>> Begin Material supplied

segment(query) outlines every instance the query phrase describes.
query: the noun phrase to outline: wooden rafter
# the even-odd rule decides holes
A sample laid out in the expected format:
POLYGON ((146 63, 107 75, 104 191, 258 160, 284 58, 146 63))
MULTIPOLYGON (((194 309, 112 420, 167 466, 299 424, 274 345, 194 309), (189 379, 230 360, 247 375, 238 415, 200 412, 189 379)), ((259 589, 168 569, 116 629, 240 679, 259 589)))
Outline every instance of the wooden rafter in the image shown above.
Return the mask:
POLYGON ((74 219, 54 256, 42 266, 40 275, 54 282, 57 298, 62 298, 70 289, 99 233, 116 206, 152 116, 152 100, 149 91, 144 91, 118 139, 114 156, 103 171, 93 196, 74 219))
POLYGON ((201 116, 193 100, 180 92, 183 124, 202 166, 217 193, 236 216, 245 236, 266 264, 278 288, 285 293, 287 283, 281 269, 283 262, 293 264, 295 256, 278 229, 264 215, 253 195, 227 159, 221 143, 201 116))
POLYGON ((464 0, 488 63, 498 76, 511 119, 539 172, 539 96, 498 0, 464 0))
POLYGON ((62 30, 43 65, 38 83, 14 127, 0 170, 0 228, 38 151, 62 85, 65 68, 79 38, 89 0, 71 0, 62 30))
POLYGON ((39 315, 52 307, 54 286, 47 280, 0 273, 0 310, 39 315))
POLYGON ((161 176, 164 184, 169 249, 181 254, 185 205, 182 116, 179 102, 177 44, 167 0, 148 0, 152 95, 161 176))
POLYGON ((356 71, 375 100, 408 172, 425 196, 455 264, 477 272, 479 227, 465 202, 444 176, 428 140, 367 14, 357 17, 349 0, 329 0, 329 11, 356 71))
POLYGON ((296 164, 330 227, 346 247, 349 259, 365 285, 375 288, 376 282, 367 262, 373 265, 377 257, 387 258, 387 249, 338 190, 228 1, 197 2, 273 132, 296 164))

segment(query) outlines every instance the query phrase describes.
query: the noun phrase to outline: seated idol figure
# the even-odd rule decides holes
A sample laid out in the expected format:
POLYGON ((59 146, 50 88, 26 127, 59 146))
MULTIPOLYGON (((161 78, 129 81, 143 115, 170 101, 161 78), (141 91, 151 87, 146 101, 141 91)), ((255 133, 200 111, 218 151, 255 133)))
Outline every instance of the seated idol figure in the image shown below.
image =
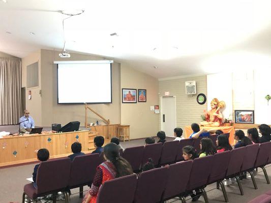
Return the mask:
POLYGON ((204 110, 205 120, 200 123, 200 125, 206 127, 219 127, 222 123, 223 117, 220 109, 225 107, 225 103, 219 101, 214 98, 211 101, 212 109, 208 112, 204 110))

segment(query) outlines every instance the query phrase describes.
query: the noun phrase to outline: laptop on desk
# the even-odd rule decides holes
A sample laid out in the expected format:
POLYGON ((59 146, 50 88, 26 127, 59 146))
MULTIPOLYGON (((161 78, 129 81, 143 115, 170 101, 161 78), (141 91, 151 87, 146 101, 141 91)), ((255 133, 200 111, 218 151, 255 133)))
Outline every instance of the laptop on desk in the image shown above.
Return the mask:
POLYGON ((36 128, 32 128, 30 134, 40 134, 42 131, 43 127, 37 127, 36 128))

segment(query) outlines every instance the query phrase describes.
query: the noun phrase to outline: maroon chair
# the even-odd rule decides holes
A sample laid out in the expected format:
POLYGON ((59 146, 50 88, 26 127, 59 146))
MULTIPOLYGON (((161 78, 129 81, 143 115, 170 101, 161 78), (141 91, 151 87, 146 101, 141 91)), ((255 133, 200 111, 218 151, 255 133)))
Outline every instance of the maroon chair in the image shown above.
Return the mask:
POLYGON ((242 195, 244 195, 244 191, 238 175, 240 172, 246 151, 246 148, 244 147, 234 149, 231 151, 230 161, 225 178, 235 178, 236 179, 242 195))
POLYGON ((168 168, 168 176, 166 189, 163 194, 161 202, 181 196, 182 202, 192 166, 192 160, 182 161, 170 165, 168 168))
POLYGON ((248 145, 246 147, 245 157, 241 167, 241 172, 242 173, 246 173, 246 174, 247 172, 250 173, 255 190, 258 189, 258 187, 257 186, 252 171, 254 167, 254 163, 258 154, 258 151, 259 150, 259 144, 255 144, 248 145))
POLYGON ((218 134, 211 134, 210 136, 209 136, 209 138, 212 140, 215 146, 217 146, 217 139, 218 138, 218 134))
POLYGON ((197 139, 194 139, 194 143, 193 144, 193 146, 194 148, 197 150, 197 152, 198 153, 200 151, 200 146, 199 146, 199 144, 200 144, 200 141, 202 138, 208 138, 209 137, 201 137, 200 138, 198 138, 197 139))
POLYGON ((160 160, 161 165, 171 164, 175 162, 178 145, 178 141, 166 142, 164 144, 160 160))
POLYGON ((135 172, 140 170, 143 152, 143 146, 130 147, 124 150, 123 157, 130 163, 135 172))
POLYGON ((222 189, 225 201, 229 201, 226 192, 225 186, 222 182, 226 176, 230 158, 230 151, 226 151, 215 154, 214 156, 214 164, 212 167, 210 176, 208 179, 207 185, 217 182, 217 187, 219 188, 219 184, 222 189))
POLYGON ((183 157, 183 148, 186 146, 193 146, 193 143, 194 139, 192 138, 180 140, 178 150, 177 151, 177 155, 176 155, 175 162, 184 160, 184 157, 183 157))
POLYGON ((99 190, 97 202, 132 203, 137 181, 136 175, 132 174, 105 182, 99 190))
POLYGON ((161 143, 146 145, 144 148, 141 166, 148 161, 149 158, 152 158, 155 165, 157 166, 159 163, 163 144, 161 143))
POLYGON ((49 194, 53 194, 53 202, 56 201, 56 194, 63 192, 66 202, 69 201, 66 188, 70 177, 71 162, 69 158, 49 160, 41 162, 37 174, 37 188, 33 183, 26 184, 23 188, 22 202, 25 195, 31 199, 49 194))
POLYGON ((189 181, 186 187, 187 194, 193 190, 199 189, 203 193, 205 202, 208 202, 204 187, 207 184, 213 164, 214 156, 209 155, 194 159, 192 163, 189 181), (199 168, 200 172, 199 173, 199 168))
POLYGON ((96 168, 100 163, 99 154, 89 154, 76 156, 72 162, 69 189, 79 187, 80 197, 83 197, 83 187, 91 186, 96 173, 96 168))
POLYGON ((256 161, 254 164, 254 168, 260 167, 262 169, 265 179, 267 184, 270 184, 269 178, 268 177, 266 170, 264 166, 268 163, 269 154, 270 153, 271 142, 268 143, 261 143, 259 147, 259 151, 257 155, 256 161))
POLYGON ((142 172, 137 181, 134 202, 160 202, 166 187, 167 177, 167 167, 142 172))

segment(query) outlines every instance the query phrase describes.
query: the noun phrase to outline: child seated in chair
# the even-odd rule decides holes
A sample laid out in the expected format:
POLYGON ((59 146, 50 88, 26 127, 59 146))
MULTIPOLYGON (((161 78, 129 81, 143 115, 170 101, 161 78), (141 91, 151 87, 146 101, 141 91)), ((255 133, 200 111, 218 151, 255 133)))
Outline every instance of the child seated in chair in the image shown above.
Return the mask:
POLYGON ((104 138, 103 136, 96 136, 94 138, 94 147, 96 149, 92 152, 92 154, 100 154, 104 151, 104 148, 102 146, 104 143, 104 138))
MULTIPOLYGON (((40 161, 45 161, 49 159, 50 154, 49 151, 47 149, 40 149, 38 151, 37 157, 38 159, 40 161)), ((37 188, 37 184, 36 183, 36 180, 37 178, 37 173, 38 172, 38 168, 40 163, 37 164, 35 166, 34 172, 33 172, 33 186, 35 188, 37 188)))

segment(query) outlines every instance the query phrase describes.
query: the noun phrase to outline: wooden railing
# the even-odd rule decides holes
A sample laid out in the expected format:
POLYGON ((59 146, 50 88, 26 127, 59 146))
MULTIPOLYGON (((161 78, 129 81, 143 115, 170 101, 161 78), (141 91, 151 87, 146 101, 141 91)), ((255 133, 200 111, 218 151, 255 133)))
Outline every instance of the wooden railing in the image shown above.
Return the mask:
POLYGON ((106 123, 106 125, 107 126, 107 132, 109 135, 109 125, 110 124, 110 121, 109 119, 107 120, 105 118, 104 118, 103 116, 102 116, 101 115, 98 114, 95 110, 94 110, 91 108, 88 107, 86 103, 85 103, 85 127, 87 128, 87 127, 91 127, 91 125, 87 123, 87 109, 88 109, 91 110, 93 113, 96 114, 100 118, 101 118, 101 119, 103 121, 104 121, 105 123, 106 123))

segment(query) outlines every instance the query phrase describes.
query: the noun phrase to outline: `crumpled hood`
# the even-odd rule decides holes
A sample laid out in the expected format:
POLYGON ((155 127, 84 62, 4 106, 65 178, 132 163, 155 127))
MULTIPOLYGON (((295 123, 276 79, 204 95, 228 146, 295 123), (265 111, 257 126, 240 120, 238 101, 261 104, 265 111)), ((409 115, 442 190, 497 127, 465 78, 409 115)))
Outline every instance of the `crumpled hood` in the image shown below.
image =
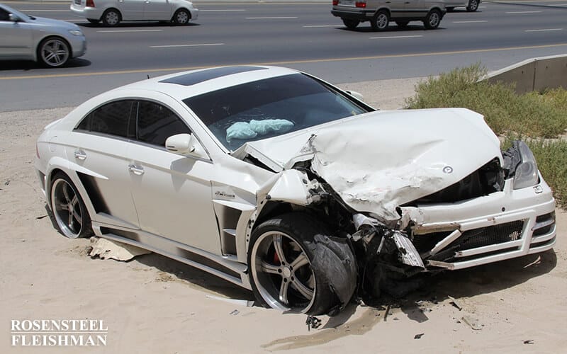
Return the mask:
POLYGON ((242 150, 276 171, 310 159, 313 172, 344 202, 383 222, 400 218, 399 205, 502 157, 483 116, 464 108, 375 112, 249 142, 242 150))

>> End Material supplied

Copy the rows from the beginning up to and including the line with "POLYGON ((296 164, 330", replacing "wooden rafter" with "timber beam" and leaving everything else unchanged.

Exercise solution:
segment(query) outlines every instance the query phrase describes.
query: the noun phrase to outline: timber beam
# the even-odd rule decides holes
A sample laid out in the expected format:
POLYGON ((146 63, 107 75, 104 191, 258 160, 284 58, 146 63))
MULTIPOLYGON (((194 309, 112 420, 167 466, 299 424, 274 345, 194 309), (189 379, 230 360, 247 375, 238 415, 200 412, 189 379)), ((259 589, 168 569, 116 629, 240 679, 259 589)))
Outline every instance of the timber beam in the image shown above.
Return the mask:
POLYGON ((74 219, 54 256, 42 266, 40 275, 54 282, 57 298, 62 298, 70 289, 99 233, 116 206, 152 116, 152 100, 149 91, 144 91, 118 139, 114 156, 103 171, 93 196, 74 219))
POLYGON ((201 116, 193 100, 180 92, 183 124, 202 166, 217 193, 236 216, 245 236, 266 264, 278 288, 285 293, 287 283, 281 269, 283 262, 293 264, 295 256, 278 229, 264 215, 253 195, 227 159, 221 143, 201 116))
POLYGON ((464 0, 488 63, 498 76, 511 119, 539 172, 539 96, 498 0, 464 0))
POLYGON ((62 30, 43 65, 38 83, 14 127, 0 170, 0 228, 38 151, 62 85, 65 68, 79 38, 89 0, 71 0, 62 30))
POLYGON ((39 315, 52 307, 54 286, 47 280, 0 273, 0 310, 39 315))
POLYGON ((161 176, 164 184, 169 249, 181 254, 185 205, 182 116, 179 102, 177 44, 167 0, 148 0, 152 95, 161 176))
POLYGON ((356 71, 375 100, 408 172, 425 196, 455 264, 477 272, 479 227, 465 202, 444 176, 428 140, 367 14, 357 17, 349 0, 329 0, 329 11, 356 71))
POLYGON ((296 164, 330 227, 346 247, 349 259, 365 285, 375 288, 376 282, 367 262, 373 265, 377 257, 387 258, 387 249, 338 190, 228 1, 197 2, 273 132, 296 164))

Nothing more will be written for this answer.